What you will do:
(1) In the Micro-C passage, copy word for word the stretch from "The question of" through "very tight code.".
(2) Answer these questions from the Micro-C passage:
(a) How much memory does the combination lock application take?
(b) In what language are the libraries in the "Developers Kits" hand-coded?
(c) What does tweaking the library for a particular environment normally involve?

Source extract:
------------------------------------

For processors which have more than 64k of memory address space, Micro-C
can support this via "bank switching" techniques, as outlined in our
application notes (similar techniques can be used to provide more than 64k
of code on processors which don't natively support more than 64k as well).
The question of how much code fits into (nK) of memory depends on so many
factors that its impossible to give you a general answer. It is usually
more that you would think, because MICRO-C produces fairly compact code.
This is especially true with our "Developers Kits", because their
libraries are hand-coded in assembly language, using very tight code.
Here are some examples of applications:
| MICRO-C Compiler (compiled itself!) 25K |
| ANSI terminal with built in XMODEM file transfer 10K |
| Combination lock (rotary encoder, led indicator) 2K |
| Telephone "distinctive ring" switcher (1 - 3 lines) 1K |
Do
your tools work with <manufacturers name> boards?
Can you recommend a board
to use with your tools?
Our tools are NOT designed to work with specific boards. The
tools are fully configurable to set the memory addresses and I/O
ports used, and can be used with virtually any board or target
system.
Full source code to the library is included so that you can
perform any "tweaking" that you may need to do for a
particular environment (normally, this only involves setting the
available memory addresses). Information on setting up the
library and memory map is included.

------------------------------------

Dataset content:
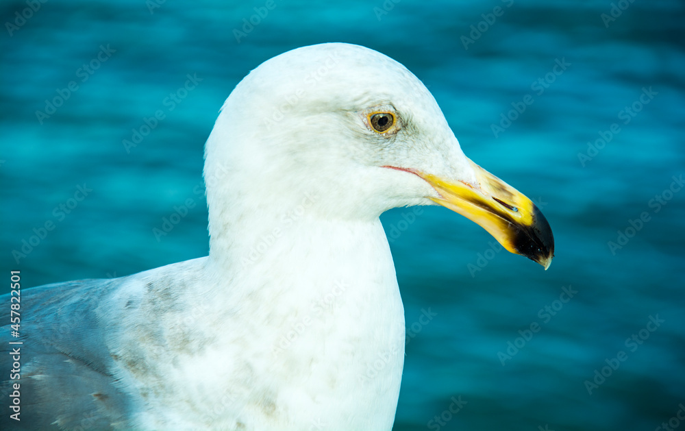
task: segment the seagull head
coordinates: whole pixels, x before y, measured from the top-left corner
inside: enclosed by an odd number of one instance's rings
[[[553,256],[542,212],[464,154],[423,84],[358,45],[304,47],[252,71],[222,108],[204,173],[212,236],[237,201],[277,216],[309,197],[312,217],[353,221],[440,205],[545,269]]]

------------------------------------

Exercise results:
(1)
The question of how much code fits into (nK) of memory depends on so many
factors that its impossible to give you a general answer. It is usually
more that you would think, because MICRO-C produces fairly compact code.
This is especially true with our "Developers Kits", because their
libraries are hand-coded in assembly language, using very tight code.

(2)
(a) 2K
(b) Assembly language
(c) Setting the available memory addresses